__SHORT TASK__. Output the full listing below exactly as it reads, and skip anything that is a picture.

----------

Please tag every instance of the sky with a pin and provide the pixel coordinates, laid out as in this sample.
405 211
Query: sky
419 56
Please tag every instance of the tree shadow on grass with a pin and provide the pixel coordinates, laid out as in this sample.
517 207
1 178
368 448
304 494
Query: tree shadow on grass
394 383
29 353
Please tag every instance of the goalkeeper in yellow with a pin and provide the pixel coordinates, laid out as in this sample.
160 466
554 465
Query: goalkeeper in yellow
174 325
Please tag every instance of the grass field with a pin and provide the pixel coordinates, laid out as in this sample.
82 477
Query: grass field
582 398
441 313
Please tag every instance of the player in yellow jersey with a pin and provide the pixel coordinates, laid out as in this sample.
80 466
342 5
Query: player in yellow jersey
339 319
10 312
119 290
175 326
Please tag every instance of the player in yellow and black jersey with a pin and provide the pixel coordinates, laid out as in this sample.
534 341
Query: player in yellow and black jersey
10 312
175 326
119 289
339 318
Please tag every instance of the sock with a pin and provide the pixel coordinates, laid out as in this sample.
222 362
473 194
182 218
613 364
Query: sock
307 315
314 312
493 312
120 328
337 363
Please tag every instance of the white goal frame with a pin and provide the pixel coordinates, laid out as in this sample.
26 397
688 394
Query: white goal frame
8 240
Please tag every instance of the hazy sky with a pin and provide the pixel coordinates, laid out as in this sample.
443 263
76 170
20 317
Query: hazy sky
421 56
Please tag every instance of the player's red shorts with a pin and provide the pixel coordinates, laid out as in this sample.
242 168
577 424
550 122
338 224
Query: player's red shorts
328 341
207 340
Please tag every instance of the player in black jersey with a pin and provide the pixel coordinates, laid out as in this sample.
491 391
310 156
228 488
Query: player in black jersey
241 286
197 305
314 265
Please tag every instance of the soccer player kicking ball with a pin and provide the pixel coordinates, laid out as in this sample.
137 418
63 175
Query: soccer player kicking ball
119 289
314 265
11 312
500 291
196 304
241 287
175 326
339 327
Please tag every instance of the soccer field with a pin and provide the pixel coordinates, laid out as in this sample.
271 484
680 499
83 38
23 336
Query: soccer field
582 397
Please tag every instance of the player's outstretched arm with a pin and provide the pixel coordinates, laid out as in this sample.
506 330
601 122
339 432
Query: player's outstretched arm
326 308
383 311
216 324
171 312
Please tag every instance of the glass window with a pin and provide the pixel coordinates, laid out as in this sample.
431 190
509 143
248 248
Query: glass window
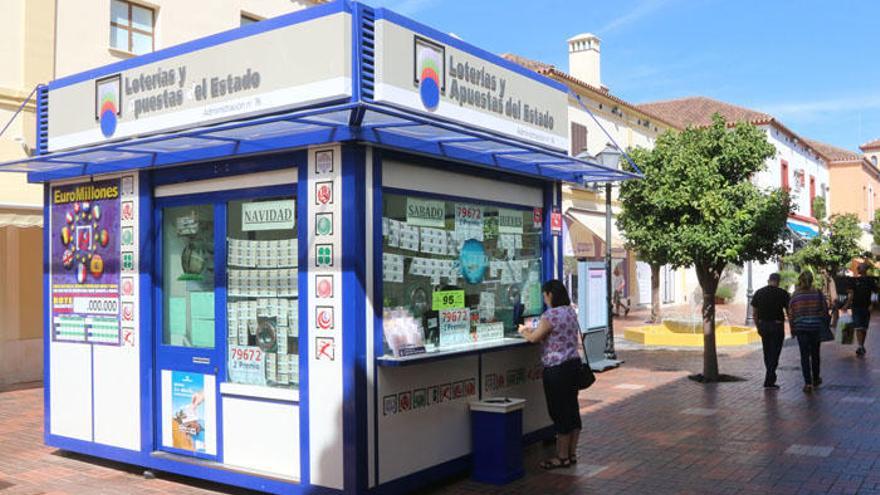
456 272
262 292
188 276
131 27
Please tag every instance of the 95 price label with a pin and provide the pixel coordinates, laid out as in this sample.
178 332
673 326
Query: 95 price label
96 305
447 299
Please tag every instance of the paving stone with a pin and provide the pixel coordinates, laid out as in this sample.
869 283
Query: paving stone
629 386
700 411
809 450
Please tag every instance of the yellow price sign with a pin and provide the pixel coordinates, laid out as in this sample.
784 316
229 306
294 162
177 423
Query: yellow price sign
447 299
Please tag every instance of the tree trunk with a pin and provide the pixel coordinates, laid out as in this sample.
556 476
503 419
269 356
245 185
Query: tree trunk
709 277
655 294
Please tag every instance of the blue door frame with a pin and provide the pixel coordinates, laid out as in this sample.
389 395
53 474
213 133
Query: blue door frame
191 359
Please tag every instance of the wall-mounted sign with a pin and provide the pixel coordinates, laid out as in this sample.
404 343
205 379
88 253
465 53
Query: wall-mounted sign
556 222
85 263
268 215
447 78
242 77
447 299
425 212
510 221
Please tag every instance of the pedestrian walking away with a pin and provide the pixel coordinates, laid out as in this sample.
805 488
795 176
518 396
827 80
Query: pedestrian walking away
808 315
858 300
770 304
559 334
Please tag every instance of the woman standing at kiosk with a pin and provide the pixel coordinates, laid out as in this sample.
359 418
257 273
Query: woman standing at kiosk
559 334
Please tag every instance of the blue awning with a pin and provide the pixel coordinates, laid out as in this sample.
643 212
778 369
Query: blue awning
377 124
804 231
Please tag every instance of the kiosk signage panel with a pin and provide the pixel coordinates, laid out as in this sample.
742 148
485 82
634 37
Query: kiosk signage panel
296 64
437 77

----------

__TASK RESULT__.
Please tag every instance of the sky with a pin and provide the pixel coordinates, laid out as in this sample.
405 211
Query: sky
419 56
Please tag every instance of the tree shadow on grass with a pin and provide the pixel coordinates, laid out as in this sample.
517 207
1 178
368 448
304 494
Query: tree shadow on grass
394 383
29 353
Please tag every instance of the goalkeeper in yellow with a pin and provide the pixel coordinates, laid out as in this sample.
160 466
554 465
Query: goalkeeper in yellow
174 325
Please tag every instance of the grass field with a pin and provide the pixel coordinates, laid out as in this sample.
82 477
Query: grass field
582 398
441 313
Please tag every instance of the player in yellow jersey with a pin and provide the pixel coordinates, laid out as in this sample.
80 466
342 5
Query: player in yellow jersey
339 319
10 312
119 290
175 326
Please tag every instance of the player in yellow and black jersey with a pin and provide the pixel coordinates, laid out as in this sample.
534 341
Query: player in yellow and black jersey
10 312
175 326
119 289
339 318
Please tag every instance of the sock with a pin and provide the pixel coordinates, laid out as in this sample.
222 362
473 194
182 218
613 364
Query: sock
307 315
314 312
493 312
120 328
337 363
Please tag every instance of the white goal frame with a pin and provide the pixel coordinates, laid out as in this sample.
26 397
688 394
Query: white goal frame
8 240
Please tag every instance of the hazy sky with a pin and provide the pixel coordinates, laid out as in this sample.
443 263
76 170
20 317
Query: hazy sky
421 56
Please tag every instance of the player's red shorts with a pin and provide the pixel coordinates, laid out as in this sample.
242 168
577 424
550 122
338 224
Query: player's red shorts
328 341
207 340
Please tag every instance of the player in black jersey with a pin and provide the pixel coordinates, laid out as in this sample.
491 391
310 156
228 488
Query: player in black jersey
241 286
197 305
314 265
Please tag every instance of the soccer player kicking ball with a pin and provide the pixel coordinates, laid out as in this sample.
137 418
63 175
Query: soccer player kicking ball
119 289
314 265
11 312
500 291
196 304
241 287
175 326
339 327
Please tag every instance of the soccer field with a pin and provide the pixel coordinates, laid out as in this sample.
271 484
680 499
83 38
23 336
Query: soccer field
582 397
Please tag every instance of the player's outstretched arm with a pin and provide the pixel coordinates, laid out as in this sample.
506 330
601 122
339 432
Query: player's outstretched arm
326 308
383 311
216 324
171 312
Please tag every instance of the glass window with a pin and provide the pixel coordinates, laid out as in this sample.
431 190
509 143
248 248
Query: glass window
456 272
262 292
188 276
131 27
Please tag every instance of the 95 price label with a pin and provide the pixel coordinates, laid out as in this sample.
178 332
673 326
Query: 95 price label
96 305
447 299
Please tag every instance of the paving stone with a pin and provide the pixel coordinates, laid out as in this sample.
869 283
Query: paving stone
629 386
700 411
809 450
Please tag every instance of the yellow price sign with a pin and provide the pixel coordinates, laid out as in this sample.
784 316
229 306
294 162
177 423
Query: yellow price sign
447 299
Please tag every instance of the tree trunk with a pin and provide the pixel coordinates, laid out as in this sample.
556 476
503 419
269 356
245 185
Query: tree trunk
709 277
655 294
Please tag every instance of the blue door frame with a pin and provide the pixel coordinates, laid out as in this sample.
389 395
53 474
213 133
Query: blue door frame
191 359
Please tag every instance of the wall-mounted sign with a pin and provide the pixel coordinates, laid out as in this sample.
404 343
205 379
88 253
465 53
Query: wall-mounted sign
556 222
85 263
268 215
447 78
242 77
447 299
425 212
510 221
Please tag every instance of the pedestrian walking away with a pin and provide the pixel coordinates, laid out as in this sample.
805 488
795 176
518 396
827 80
Query: pedestrian walking away
808 315
858 300
770 304
559 334
Please tag every instance of the woman standing at kiosk with a pin and provide the pixel coordinates, laid out as in this sample.
359 418
257 273
Query: woman standing at kiosk
559 334
Please tag every instance of the blue awning with a pin and provide the pixel coordinates, laid out as in this sample.
643 212
778 369
Query: blue awning
377 124
804 231
Please tag every instance of the kiosk signage panel with a pin and provide the pixel coordinates, laid out as in this sample.
742 148
485 82
634 37
Query: kiosk signage panel
296 64
437 77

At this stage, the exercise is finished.